• **Problem to work on**
Copy out all of the material exactly as presented.

--- begin Dataset rows ---

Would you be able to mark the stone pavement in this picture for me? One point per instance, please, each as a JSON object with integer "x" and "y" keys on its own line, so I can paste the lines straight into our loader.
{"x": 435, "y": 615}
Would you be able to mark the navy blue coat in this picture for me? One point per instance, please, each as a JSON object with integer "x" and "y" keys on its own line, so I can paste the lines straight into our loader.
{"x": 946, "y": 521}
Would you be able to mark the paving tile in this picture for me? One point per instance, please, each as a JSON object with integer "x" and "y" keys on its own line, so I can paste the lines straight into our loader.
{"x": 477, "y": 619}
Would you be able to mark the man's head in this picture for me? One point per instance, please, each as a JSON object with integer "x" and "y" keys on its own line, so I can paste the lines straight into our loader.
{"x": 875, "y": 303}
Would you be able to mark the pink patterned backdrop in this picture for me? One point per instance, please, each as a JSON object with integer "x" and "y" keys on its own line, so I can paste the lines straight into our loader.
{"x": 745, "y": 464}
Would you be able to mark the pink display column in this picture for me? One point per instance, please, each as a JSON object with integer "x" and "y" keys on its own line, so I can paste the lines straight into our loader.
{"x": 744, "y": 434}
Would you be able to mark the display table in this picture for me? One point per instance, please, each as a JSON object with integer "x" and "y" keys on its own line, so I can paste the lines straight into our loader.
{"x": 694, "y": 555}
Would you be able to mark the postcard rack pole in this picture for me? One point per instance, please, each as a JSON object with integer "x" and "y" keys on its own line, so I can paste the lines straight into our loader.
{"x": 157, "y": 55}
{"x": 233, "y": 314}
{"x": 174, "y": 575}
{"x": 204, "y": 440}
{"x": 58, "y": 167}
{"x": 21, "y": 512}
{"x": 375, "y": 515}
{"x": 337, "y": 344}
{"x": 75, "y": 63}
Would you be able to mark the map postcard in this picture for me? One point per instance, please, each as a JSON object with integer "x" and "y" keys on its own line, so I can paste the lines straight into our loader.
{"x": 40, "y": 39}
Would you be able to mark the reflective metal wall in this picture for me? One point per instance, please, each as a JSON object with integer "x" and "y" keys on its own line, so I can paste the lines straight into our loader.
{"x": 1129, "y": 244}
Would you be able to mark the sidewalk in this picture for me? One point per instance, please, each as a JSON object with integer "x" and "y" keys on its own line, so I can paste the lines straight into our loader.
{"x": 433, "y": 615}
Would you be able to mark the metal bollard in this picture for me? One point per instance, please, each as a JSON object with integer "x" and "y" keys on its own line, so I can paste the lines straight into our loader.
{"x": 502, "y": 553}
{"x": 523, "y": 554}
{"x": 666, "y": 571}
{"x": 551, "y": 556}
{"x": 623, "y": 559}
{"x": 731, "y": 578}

--- end Dataset rows ---

• **Final result**
Would you be able to mark the stone pavement in this picture for me? One point per instance, please, each as a JSON object with integer "x" and "y" keys on its own line, so I can paste the lines straight into our loader.
{"x": 435, "y": 615}
Would you be able to mark the navy blue coat in this picture for me? One point per instance, please, each as a JSON object with integer "x" and "y" keys on its own line, so I can paste the lines straight into our loader.
{"x": 946, "y": 521}
Would you be able to mark the paving tile in this picture for me? One point per instance, please, each as a JSON object with integer "x" and "y" keys on its own line, so I can paste the lines straight into our loader.
{"x": 477, "y": 619}
Would you be able to mark the man's head in this picture for me? One point per instance, please, each as a JSON object with integer "x" and "y" keys on its own line, so I can paste the lines straight into our loader.
{"x": 875, "y": 303}
Would you be able to mark the pink patterned backdrop in this picture for me? One point per instance, please, each as a JSON object with integer "x" and "y" keys on its own line, so I can paste the lines straight into our loader.
{"x": 745, "y": 464}
Would you be able to mark the pink display column in this picture for me? One point per instance, please, each as a JSON object with integer "x" and "y" keys on its own line, so I can paste the lines straight into our loader.
{"x": 744, "y": 434}
Would you be able to mark the display table in this picture for me? One point per instance, please, each as a JSON object with integer "x" and "y" keys on its own line, so I can paste the lines straight into our loader.
{"x": 694, "y": 555}
Would you be able to mark the postcard rack pole in this picture for me? One point per instance, please, each as a JSON object with integer "x" and "y" keys on its own line, so I can paste the lines straight into our loader.
{"x": 157, "y": 55}
{"x": 233, "y": 314}
{"x": 174, "y": 575}
{"x": 204, "y": 440}
{"x": 58, "y": 167}
{"x": 21, "y": 512}
{"x": 375, "y": 515}
{"x": 337, "y": 344}
{"x": 75, "y": 63}
Would you be able to mark the map postcard in this picture for me? One point per instance, please, each as a JSON object with integer "x" and "y" keys on its own line, so I can paste the lines straight into our loader.
{"x": 40, "y": 39}
Would you be able to mark the reflective metal wall in this picture for me? One point per instance, please, each as a JSON object with integer "x" and "y" keys on its own line, so I can paste the lines straight into our loader.
{"x": 1129, "y": 244}
Would you be able to mark the sidewalk in this picture for me? One point per instance, please, each as a JSON object with integer "x" and "y" keys on its own line, so I can paste the lines straight into our loader.
{"x": 433, "y": 615}
Would you be able to mark the metal bollard in this picture for me? One point per instance, please, each as a JSON object with integer "x" and "y" keys on its own line, so I can paste the lines straight into our loader.
{"x": 502, "y": 553}
{"x": 523, "y": 554}
{"x": 666, "y": 571}
{"x": 551, "y": 556}
{"x": 623, "y": 559}
{"x": 731, "y": 578}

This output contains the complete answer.